Geneviève Asse (1923-2021), « artiste majeure de son temps » (Yves Peyré), a quitté ce monde peu de temps avant que s’ouvre l’exposition qui lui est consacrée depuis la mi-septembre à la Wittockiana (musée du livre et de la reliure) : Geneviève Asse – Une fenêtre sur le livre. J’étais curieuse de découvrir de plus près l’univers de cette artiste d’origine bretonne, inhumée sur l’Ile-aux-Moines où elle avait une maison et un grand atelier.
Vue partielle de l'exposition
Dès l’entrée, j’ai ressenti une grande paix à côtoyer l’œuvre de cette peintre fameuse également créatrice de livres et passionnée pour le dessin et la gravure. C’est avec le poète et éditeur Pierre Lecuire (1922-2013), qui concevait le livre comme une œuvre d’art et a collaboré pour plusieurs ouvrages avec Nicolas de Staël, qu’elle a réalisé son premier livre illustré : L’Air (1964). Geneviève Asse les avait rencontrés tous deux en 1953 chez Jean Bauret, « fabricant de textiles et collectionneur de tableaux » (Guide du visiteur, source des citations).
Son livre suivant rendra hommage à Giorgio Morandi. Au-dessus d’une table où sont exposés des carnets (prêts de Silvia Baron Supervielle), deux petites huiles des années ’70, Composition et Fenêtre (par courtoisie de la Galerie Laurentin), témoignent de son exploration du bleu et du trait pour animer l’espace du papier, de son option pour la clarté, la simplicité, l’aérien… Morandi, Chardin, Cézanne, Braque, découverts lors de ses visites au Louvre et dans les livres, sont de véritables sources d’inspiration pour Geneviève Asse. Chez Chardin, elle admire la sobriété, la transparence, la conception de l’espace.
© Geneviève Asse, Sans titre, 1968.
Huile sur toile, 14,4 x 22 cm. Courtesy Galerie Laurentin
Les natures mortes l’attirent, les objets, leur solitude. Elle en peint au début, avant de se consacrer uniquement aux lignes et aux couleurs – pionnière de l’abstraction. Lumineuse, une petite huile sur toile de 1968 (Sans titre) donne une incroyable sensation d’espace à travers de subtiles nuances de blanc, de bleu, de gris. On voit dans ses carnets des essais de matière, de couleurs, des esquisses au crayon. C’est le travail sur le blanc et l’ocre qui a mené l’artiste vers le bleu, et parfois le rouge. Ces carnets de peintre sont traités comme de petits livres à part entière, elle peint aussi leur couverture, leur tranche.
#####
### SÉRIE D'EXERCICES
a. D'après le texte sur Geneviève Asse, quel est le titre de son premier livre illustré, réalisé avec Pierre Lecuire ?
b. Recopiez un passage du texte sur Geneviève Asse : commencez aux mots « Vue partielle de » et arrêtez-vous après « source des citations). ».
Les données qui suivent n'ont aucun rapport avec le texte sur Geneviève Asse.

### EXTRAIT DES DONNÉES
#####
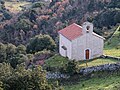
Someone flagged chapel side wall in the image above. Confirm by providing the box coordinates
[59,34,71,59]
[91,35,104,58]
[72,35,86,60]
#####
### RÉPONSES CORRECTES
a. L'Air, paru en 1964.

b.
Vue partielle de l'exposition
Dès l’entrée, j’ai ressenti une grande paix à côtoyer l’œuvre de cette peintre fameuse également créatrice de livres et passionnée pour le dessin et la gravure. C’est avec le poète et éditeur Pierre Lecuire (1922-2013), qui concevait le livre comme une œuvre d’art et a collaboré pour plusieurs ouvrages avec Nicolas de Staël, qu’elle a réalisé son premier livre illustré : L’Air (1964). Geneviève Asse les avait rencontrés tous deux en 1953 chez Jean Bauret, « fabricant de textiles et collectionneur de tableaux » (Guide du visiteur, source des citations).